* **Task objective**
Rewrite the stretch of the listing from the line containing "Could you please annotate the treeline" through the end of the listing, putting "tree line" in place of "treeline" and leaving everything else unchanged. Return only that stretch.

::::::::

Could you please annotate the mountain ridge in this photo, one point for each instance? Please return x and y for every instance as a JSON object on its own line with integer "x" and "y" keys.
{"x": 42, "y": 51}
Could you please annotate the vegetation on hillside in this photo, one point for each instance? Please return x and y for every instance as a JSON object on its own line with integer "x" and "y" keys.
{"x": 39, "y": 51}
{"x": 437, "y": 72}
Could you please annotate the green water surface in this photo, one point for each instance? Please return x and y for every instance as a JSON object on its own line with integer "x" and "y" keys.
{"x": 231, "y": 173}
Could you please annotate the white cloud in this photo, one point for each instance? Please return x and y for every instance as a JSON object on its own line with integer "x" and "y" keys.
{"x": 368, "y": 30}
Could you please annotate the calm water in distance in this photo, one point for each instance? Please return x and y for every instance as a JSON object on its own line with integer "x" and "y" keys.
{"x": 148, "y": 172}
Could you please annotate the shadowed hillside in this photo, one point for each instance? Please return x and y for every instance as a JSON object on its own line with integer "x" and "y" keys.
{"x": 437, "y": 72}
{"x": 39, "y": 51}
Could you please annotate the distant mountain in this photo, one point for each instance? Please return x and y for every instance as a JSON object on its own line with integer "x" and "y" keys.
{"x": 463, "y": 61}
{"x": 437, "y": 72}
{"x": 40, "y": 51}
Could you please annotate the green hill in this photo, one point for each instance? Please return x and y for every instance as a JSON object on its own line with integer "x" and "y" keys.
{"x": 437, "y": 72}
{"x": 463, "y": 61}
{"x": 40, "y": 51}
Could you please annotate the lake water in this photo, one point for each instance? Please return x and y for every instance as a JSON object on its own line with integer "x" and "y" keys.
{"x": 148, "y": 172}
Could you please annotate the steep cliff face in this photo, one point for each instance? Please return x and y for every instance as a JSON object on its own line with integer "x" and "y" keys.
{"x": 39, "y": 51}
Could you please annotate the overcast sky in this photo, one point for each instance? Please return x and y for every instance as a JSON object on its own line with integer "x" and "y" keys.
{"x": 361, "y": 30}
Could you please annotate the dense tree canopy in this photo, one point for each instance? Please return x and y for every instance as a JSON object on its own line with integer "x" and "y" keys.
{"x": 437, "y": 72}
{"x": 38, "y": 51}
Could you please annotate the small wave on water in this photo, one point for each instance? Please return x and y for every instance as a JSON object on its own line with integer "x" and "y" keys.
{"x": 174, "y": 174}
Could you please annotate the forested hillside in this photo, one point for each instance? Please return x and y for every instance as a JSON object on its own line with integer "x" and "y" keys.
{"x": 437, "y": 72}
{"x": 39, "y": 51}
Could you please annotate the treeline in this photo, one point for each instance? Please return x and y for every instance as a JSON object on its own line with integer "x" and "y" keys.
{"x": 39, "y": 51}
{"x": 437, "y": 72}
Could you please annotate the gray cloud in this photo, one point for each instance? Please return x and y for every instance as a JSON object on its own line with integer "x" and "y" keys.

::::::::

* **Task result**
Could you please annotate the tree line in this photo, one point for each instance? Please return x and y for every instance as a JSON object on its own line with integer "x" and "y" keys.
{"x": 39, "y": 51}
{"x": 437, "y": 72}
Could you please annotate the gray cloud in this photo, one point for each instance? Please return x and y for every instance as a JSON object on its own line with integer "x" and "y" keys.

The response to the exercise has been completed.